* **Stated exercise**
Update the records below by swapping "masks go here" for "masks below", leaving every other part untouched.

* **Exercise material**

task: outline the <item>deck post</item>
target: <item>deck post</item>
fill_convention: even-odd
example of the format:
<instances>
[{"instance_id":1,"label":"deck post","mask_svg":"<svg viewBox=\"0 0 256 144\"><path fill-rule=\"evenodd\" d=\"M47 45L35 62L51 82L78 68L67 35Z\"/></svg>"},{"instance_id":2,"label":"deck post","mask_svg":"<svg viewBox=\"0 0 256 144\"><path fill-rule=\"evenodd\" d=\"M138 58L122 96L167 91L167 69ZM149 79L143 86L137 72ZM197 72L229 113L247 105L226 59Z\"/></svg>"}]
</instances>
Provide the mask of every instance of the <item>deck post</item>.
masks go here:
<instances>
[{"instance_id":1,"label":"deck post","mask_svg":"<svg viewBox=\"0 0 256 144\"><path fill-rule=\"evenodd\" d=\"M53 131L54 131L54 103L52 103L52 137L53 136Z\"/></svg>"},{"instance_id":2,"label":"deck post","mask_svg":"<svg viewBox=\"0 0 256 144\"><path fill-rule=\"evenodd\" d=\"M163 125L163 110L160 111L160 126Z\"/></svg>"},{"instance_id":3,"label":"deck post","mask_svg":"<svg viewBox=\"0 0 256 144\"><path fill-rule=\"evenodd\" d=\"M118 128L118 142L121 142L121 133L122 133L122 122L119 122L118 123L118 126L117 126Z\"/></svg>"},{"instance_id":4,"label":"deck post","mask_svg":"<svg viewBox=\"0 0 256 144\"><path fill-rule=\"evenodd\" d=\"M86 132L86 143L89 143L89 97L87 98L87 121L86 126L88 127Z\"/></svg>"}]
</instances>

* **Full output**
task: outline the <item>deck post</item>
target: <item>deck post</item>
fill_convention: even-odd
example of the format:
<instances>
[{"instance_id":1,"label":"deck post","mask_svg":"<svg viewBox=\"0 0 256 144\"><path fill-rule=\"evenodd\" d=\"M47 45L35 62L51 82L78 68L67 35Z\"/></svg>"},{"instance_id":2,"label":"deck post","mask_svg":"<svg viewBox=\"0 0 256 144\"><path fill-rule=\"evenodd\" d=\"M138 58L122 96L167 91L167 69ZM149 79L143 86L137 72ZM197 72L229 113L247 105L226 59Z\"/></svg>"}]
</instances>
Provide the mask of every instance of the <item>deck post</item>.
masks below:
<instances>
[{"instance_id":1,"label":"deck post","mask_svg":"<svg viewBox=\"0 0 256 144\"><path fill-rule=\"evenodd\" d=\"M53 131L54 131L54 103L52 103L52 137L53 136Z\"/></svg>"},{"instance_id":2,"label":"deck post","mask_svg":"<svg viewBox=\"0 0 256 144\"><path fill-rule=\"evenodd\" d=\"M163 125L163 110L160 111L160 126Z\"/></svg>"},{"instance_id":3,"label":"deck post","mask_svg":"<svg viewBox=\"0 0 256 144\"><path fill-rule=\"evenodd\" d=\"M118 128L118 142L121 142L121 133L122 133L122 122L119 122L118 123L118 126L117 126Z\"/></svg>"},{"instance_id":4,"label":"deck post","mask_svg":"<svg viewBox=\"0 0 256 144\"><path fill-rule=\"evenodd\" d=\"M86 132L86 143L89 143L89 97L87 98L87 121L86 126L88 127Z\"/></svg>"}]
</instances>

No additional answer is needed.